YOUR TASKS:
• 1. Copy the Coulomb force explanation from "Let me try to" up to and including "the force equation).", swapping "test charge" for "probe charge".
• 2. According to the Coulomb force explanation, what charge does the fictional test charge usually have?

PAGE EXCERPT:
Let me try to put it differently. If you are somehow 'measuring' the force of a charge, you need to have another charge. A charge doesn't exert a force on thin air ofcourse.
Usually this is done with a fictional test charge with a charge of +1C. (Because this simplifies the force equation).
The force that one charge of
q C exerts on this 1C charge is ofcourse:
F = \frac{1}{4 \pi \epsilon_0} \frac{ |q|}{r^2}
If you have two charges, q_1, q_2 than the force is the (vector) addition of the two forces:
\vec{F} = \vec{F_1} + \vec{F_2}
If you need an example, try this:
Two equal positive point charges q_1 = q_2 = 0.2 \mu \text{C} are located at x = 0, y = 0.3m and x = 0, y = -0.3m, respectively. What are the magnitude and direction of the total (net) electric force that these charges exert on a third point charge Q = 4.0 \mu \text{C} at x = 0.4m, y = 0 ?Consider the following sketch:
The sketch shows the force (represented in it's x and y components) on Q due to the upper charge q_1.
From Coulomb's law the magnitude
F of this force is:
F = \frac{1}{4 \pi \epsilon_0} \frac{|q_1Q|}{r^2} = (9.0 \times 10^9) \frac{(4.0 \times 10^-6)(2.0 \times 10^-6)}{0.5^2} = 0.29 \text{N}
(the radius r = 0.5 can be found by using pythagoras theorem)
The components of this force are given by:
(F_{\text{1 on Q}})_x = F_{\text{1 on Q}} \text{cos} \alpha = 0.29 \frac{0.40}{0.50} = 0.23 \text{N}
(F_{\text{1 on Q}})_y = -F_{\text{1 on Q}} \text{sin} \alpha = -0.29 \frac{0.30}{0.50} = -0.17 \text{N}
The same forces can be calculated for the lower charge q_2, however, since the system in question is symmetrical you can see directly that the x-component is identical, while the y-component is the same except in the other direction.
So:
F_x = 0.23 + 0.23 = 0.46 \text{N}
F_y = -0.17 + 0.17 = 0
The total force on Q is in the +x-direction with magnitude 0.46 N.
I hope this helps to answer your question!
by the way here is the best place to learn. Sorry for my weak language but thank you all for help.

(Point localization data)
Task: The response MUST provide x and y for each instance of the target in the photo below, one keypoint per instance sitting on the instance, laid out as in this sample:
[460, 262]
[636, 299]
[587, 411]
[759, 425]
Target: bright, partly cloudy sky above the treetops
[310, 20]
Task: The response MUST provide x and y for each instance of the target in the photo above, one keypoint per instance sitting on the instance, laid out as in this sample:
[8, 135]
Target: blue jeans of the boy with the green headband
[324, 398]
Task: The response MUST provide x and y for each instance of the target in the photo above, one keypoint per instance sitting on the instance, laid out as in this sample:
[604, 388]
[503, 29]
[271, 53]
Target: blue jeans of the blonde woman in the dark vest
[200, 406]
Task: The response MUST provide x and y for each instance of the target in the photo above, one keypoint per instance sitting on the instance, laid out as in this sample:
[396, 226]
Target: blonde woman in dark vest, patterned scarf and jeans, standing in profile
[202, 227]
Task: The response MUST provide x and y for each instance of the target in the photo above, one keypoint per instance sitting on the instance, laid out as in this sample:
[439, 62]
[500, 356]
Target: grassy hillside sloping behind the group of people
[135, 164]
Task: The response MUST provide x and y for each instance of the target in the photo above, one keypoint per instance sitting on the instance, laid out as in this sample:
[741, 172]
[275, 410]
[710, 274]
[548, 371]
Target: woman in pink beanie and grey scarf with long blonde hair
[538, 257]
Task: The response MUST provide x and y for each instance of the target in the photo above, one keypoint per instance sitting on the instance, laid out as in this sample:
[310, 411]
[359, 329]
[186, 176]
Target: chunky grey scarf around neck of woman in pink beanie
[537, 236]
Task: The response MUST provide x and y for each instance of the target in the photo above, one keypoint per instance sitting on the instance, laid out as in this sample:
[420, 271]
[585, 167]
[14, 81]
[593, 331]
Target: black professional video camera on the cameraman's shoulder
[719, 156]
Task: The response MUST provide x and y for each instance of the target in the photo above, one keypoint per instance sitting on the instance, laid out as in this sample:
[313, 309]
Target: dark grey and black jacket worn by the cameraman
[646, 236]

PER-TASK OUTPUTS:
• 1.
Let me try to put it differently. If you are somehow 'measuring' the force of a charge, you need to have another charge. A charge doesn't exert a force on thin air ofcourse.
Usually this is done with a fictional probe charge with a charge of +1C. (Because this simplifies the force equation).

• 2. +1C